━━━ DATA SUPPLIED ━━━

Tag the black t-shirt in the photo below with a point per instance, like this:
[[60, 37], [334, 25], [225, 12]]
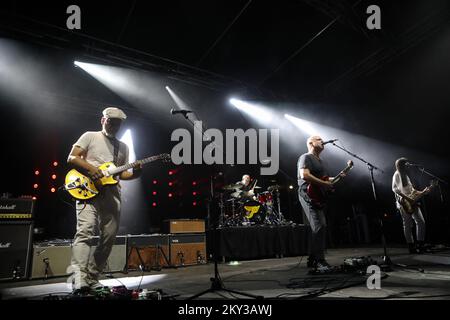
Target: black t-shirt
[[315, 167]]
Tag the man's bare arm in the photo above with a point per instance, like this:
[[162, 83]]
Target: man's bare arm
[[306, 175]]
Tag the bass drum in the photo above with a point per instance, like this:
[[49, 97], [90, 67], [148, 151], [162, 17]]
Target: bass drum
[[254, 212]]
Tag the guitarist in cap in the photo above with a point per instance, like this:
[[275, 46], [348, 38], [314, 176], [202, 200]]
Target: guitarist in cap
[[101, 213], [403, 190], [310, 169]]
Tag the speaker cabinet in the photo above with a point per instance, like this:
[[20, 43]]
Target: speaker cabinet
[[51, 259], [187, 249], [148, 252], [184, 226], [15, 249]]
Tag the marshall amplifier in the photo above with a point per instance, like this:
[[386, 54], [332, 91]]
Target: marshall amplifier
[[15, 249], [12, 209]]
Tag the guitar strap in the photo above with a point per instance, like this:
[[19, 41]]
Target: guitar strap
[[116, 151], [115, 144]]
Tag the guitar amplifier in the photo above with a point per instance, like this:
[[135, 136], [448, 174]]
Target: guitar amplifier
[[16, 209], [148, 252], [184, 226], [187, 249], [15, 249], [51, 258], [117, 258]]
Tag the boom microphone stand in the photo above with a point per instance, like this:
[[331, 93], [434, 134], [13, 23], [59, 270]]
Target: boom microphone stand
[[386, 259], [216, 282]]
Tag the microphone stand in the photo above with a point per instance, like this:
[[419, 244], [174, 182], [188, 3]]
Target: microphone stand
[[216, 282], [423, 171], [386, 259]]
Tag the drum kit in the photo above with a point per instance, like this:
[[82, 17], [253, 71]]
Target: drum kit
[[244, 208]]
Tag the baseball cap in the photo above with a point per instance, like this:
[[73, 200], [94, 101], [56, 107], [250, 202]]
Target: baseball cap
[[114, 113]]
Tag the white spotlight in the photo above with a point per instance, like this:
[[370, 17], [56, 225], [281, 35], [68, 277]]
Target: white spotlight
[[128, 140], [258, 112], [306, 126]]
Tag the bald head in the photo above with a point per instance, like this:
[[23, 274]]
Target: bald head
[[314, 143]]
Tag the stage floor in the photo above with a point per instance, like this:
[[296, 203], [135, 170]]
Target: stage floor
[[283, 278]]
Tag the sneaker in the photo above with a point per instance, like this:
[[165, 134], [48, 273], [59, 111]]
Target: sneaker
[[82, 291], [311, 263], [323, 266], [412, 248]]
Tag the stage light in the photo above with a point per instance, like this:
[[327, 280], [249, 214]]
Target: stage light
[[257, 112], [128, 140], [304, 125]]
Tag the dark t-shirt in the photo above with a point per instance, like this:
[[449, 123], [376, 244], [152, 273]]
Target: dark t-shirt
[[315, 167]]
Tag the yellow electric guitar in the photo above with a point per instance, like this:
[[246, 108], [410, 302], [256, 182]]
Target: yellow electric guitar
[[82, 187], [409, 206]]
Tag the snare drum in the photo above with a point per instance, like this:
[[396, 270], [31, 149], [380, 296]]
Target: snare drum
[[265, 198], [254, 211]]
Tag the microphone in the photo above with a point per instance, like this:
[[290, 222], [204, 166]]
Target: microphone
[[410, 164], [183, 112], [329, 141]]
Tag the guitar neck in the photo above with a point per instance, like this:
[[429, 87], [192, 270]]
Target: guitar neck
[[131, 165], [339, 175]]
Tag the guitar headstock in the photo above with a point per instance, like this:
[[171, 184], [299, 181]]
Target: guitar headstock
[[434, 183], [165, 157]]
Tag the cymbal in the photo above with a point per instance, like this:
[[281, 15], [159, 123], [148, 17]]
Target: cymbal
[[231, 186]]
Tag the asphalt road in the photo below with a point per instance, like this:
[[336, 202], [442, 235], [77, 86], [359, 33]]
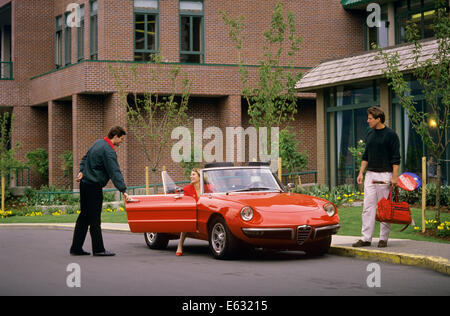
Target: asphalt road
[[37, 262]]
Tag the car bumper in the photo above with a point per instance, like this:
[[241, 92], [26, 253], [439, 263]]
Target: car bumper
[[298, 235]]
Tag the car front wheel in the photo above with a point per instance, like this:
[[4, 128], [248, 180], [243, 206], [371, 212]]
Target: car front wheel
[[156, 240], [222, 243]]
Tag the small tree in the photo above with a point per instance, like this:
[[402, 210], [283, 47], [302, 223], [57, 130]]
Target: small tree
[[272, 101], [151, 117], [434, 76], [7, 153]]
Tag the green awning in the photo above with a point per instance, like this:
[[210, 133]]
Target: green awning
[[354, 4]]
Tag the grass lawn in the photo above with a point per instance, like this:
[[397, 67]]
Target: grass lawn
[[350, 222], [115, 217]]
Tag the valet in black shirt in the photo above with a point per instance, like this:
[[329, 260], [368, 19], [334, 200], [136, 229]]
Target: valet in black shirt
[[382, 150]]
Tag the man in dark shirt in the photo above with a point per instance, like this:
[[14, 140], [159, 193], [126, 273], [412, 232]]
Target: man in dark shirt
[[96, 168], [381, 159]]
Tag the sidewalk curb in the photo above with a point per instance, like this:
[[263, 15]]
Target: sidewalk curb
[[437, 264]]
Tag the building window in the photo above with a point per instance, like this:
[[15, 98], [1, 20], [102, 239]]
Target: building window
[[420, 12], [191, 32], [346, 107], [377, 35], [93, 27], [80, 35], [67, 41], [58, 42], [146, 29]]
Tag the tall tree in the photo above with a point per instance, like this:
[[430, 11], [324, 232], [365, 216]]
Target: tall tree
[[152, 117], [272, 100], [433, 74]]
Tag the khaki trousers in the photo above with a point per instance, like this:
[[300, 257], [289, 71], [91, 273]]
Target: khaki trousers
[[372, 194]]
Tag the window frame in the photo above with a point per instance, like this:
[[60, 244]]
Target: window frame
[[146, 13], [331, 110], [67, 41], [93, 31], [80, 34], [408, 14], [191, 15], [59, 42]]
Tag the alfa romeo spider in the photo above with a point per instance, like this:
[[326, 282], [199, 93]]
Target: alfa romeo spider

━━━

**WHAT IS EXPECTED**
Please put all of the lines above into a numbered list, dropping any blank lines and leaving the pictures out.

**SOLUTION TO THE PROBLEM**
1. Tag the black t-shirt in the photo below with a point per instance, like this:
2. [[60, 37], [334, 25], [225, 12]]
3. Target: black t-shirt
4. [[315, 167]]
5. Tag the man's bare arm in the photo above with a point per instance, like this:
6. [[162, 83]]
7. Target: man's bare arm
8. [[306, 175]]
9. Tag the bass drum in the photo above with a point per instance, like this:
10. [[49, 97], [90, 67], [148, 151], [162, 17]]
11. Target: bass drum
12. [[254, 212]]
13. Tag the guitarist in cap in the photo above with a point per instance, like this:
14. [[275, 46], [348, 38], [314, 176], [202, 200]]
15. Target: guitarist in cap
16. [[101, 213], [403, 190], [310, 169]]
17. Tag the speaker cabinet in the photo above with a point per instance, like this:
18. [[20, 43]]
19. Target: speaker cabinet
20. [[51, 259], [187, 249], [148, 252], [184, 226], [15, 249]]
21. Tag the marshall amplifier in the photo above with a point per instance, like this:
22. [[386, 54], [332, 91]]
23. Target: marshall amplifier
24. [[15, 249], [12, 209]]
25. Tag the guitar strap in the photo above with a point per instance, like this:
26. [[19, 41]]
27. Target: guitar strap
28. [[116, 151], [115, 144]]
29. Tag the guitar amplifier in the photo above with a point per instance, like this:
30. [[135, 136], [448, 174]]
31. Target: guitar amplifier
32. [[16, 209], [148, 252], [184, 226], [187, 249], [15, 249], [51, 258], [117, 258]]
33. Tag the boom microphone stand in the photo above with a point per instance, like this:
34. [[331, 93], [434, 134], [13, 23], [59, 270]]
35. Target: boom microphone stand
36. [[386, 259], [216, 282]]
37. Tag the microphone stand in the photo above with a point per instance, like this:
38. [[419, 244], [174, 182], [188, 3]]
39. Target: microphone stand
40. [[216, 282], [423, 171], [386, 259]]
41. Tag the drum kit in the photo above with a point per instance, like this:
42. [[82, 17], [253, 71]]
43. Target: drum kit
44. [[244, 208]]
45. Tag the baseball cap in the photo above with a point per instance, like this:
46. [[73, 200], [94, 101], [56, 107], [250, 202]]
47. Target: baseball cap
48. [[114, 113]]
49. Tag the white spotlight in the photo above with a point per instance, like this:
50. [[370, 17], [56, 225], [281, 35], [68, 277]]
51. Target: white spotlight
52. [[128, 140], [258, 112], [306, 126]]
53. Tag the bald head in the photo above with a point per instance, like this:
54. [[23, 274]]
55. Target: bald head
56. [[314, 143]]
57. Tag the stage floor in the photo above with a point per instance, like this:
58. [[296, 203], [135, 170]]
59. Target: stage floor
60. [[283, 278]]
61. Tag the sneaker in the photo above with a point per instance, like this:
62. [[165, 134], [48, 273], [59, 111]]
63. Target: sneaker
64. [[82, 291], [311, 263], [323, 266], [412, 248]]
65. Tag the stage light in the photo above with a point per instance, like this:
66. [[327, 280], [249, 214]]
67. Target: stage light
68. [[257, 112], [128, 140], [304, 125]]
69. Tag the dark t-shirt in the photo above with a point per instance, like this:
70. [[449, 123], [376, 244], [152, 273]]
71. Target: dark t-shirt
72. [[315, 167]]
73. Tag the yellow electric guitar in the photo above with a point per instance, like this:
74. [[246, 108], [410, 302], [256, 182]]
75. Target: yellow electric guitar
76. [[82, 187], [409, 206]]
77. Tag the snare drum in the photo above with a point per instance, like this:
78. [[396, 270], [31, 149], [380, 296]]
79. Target: snare drum
80. [[265, 198], [254, 211]]
81. Tag the microphone in the photo above with a point per instance, like this:
82. [[290, 222], [204, 166]]
83. Target: microphone
84. [[410, 164], [183, 112], [329, 141]]
85. Tag the guitar neck in the photo above with a point per instance, like this:
86. [[429, 87], [192, 270]]
87. Target: guitar neck
88. [[131, 165], [339, 175]]
89. Tag the guitar headstock in the photo above with a point per instance, like this:
90. [[171, 184], [299, 181]]
91. Target: guitar headstock
92. [[434, 183], [165, 157]]
93. Tag the cymbal in the photo above with a point per instance, like this:
94. [[281, 15], [159, 123], [148, 17]]
95. Target: cymbal
96. [[231, 186]]
97. Tag the asphalt road in the photo below with a point per instance, like this:
98. [[336, 202], [442, 235], [77, 86], [359, 33]]
99. Target: asphalt road
100. [[37, 262]]
101. Tag the car bumper in the photo above with a point per instance, like this:
102. [[241, 92], [26, 253], [439, 263]]
103. Target: car bumper
104. [[298, 235]]
105. Tag the car front wheel in the photo above with a point per instance, like this:
106. [[4, 128], [248, 180], [243, 206], [371, 212]]
107. Target: car front wheel
108. [[156, 240], [222, 243]]
109. Tag the small tree in the photo above with a point per instance, like this:
110. [[402, 210], [283, 47], [302, 223], [57, 130]]
111. Target: small tree
112. [[272, 101], [151, 117], [434, 76], [7, 153]]
113. Tag the green awning in the photo above with a point per instance, like this:
114. [[210, 133]]
115. Target: green awning
116. [[354, 4]]
117. Tag the grass lawn in the photo above with a point per instance, like this:
118. [[397, 67]]
119. Target: grass lawn
120. [[350, 222], [115, 217]]
121. Tag the valet in black shirt in the photo above with a point per instance, like this:
122. [[329, 260], [368, 19], [334, 200], [136, 229]]
123. Target: valet in black shirt
124. [[382, 150]]
125. Tag the man in dark shirt in the photo above with a point per instance, like this:
126. [[14, 140], [159, 193], [126, 273], [412, 232]]
127. Target: man in dark shirt
128. [[96, 168], [381, 159]]
129. Tag the sidewalk curb in the photo above with a point per instance, like this:
130. [[263, 15]]
131. Target: sidewalk curb
132. [[437, 264]]
133. Tag the building window in the photo above with a point per instance, like this:
134. [[15, 98], [1, 20], [102, 239]]
135. Target: building window
136. [[420, 12], [191, 32], [346, 107], [377, 35], [93, 27], [80, 35], [67, 41], [58, 42], [146, 29]]
137. Tag the tall tree in the photo above with a point per instance, like this:
138. [[430, 11], [324, 232], [365, 216]]
139. Target: tall tree
140. [[152, 117], [272, 100], [433, 74]]
141. Tag the khaki trousers in the photo above with a point per instance, like this:
142. [[300, 257], [289, 71], [91, 273]]
143. Target: khaki trousers
144. [[372, 194]]
145. Tag the window frame in the photo above with a point per instance, like this:
146. [[60, 244]]
147. Target: window frame
148. [[146, 13], [331, 110], [67, 41], [93, 31], [80, 34], [408, 14], [191, 15], [59, 42]]
149. Tag the alfa romeo spider in the photo above with a point per instance, like this:
150. [[326, 282], [199, 93]]
151. Target: alfa romeo spider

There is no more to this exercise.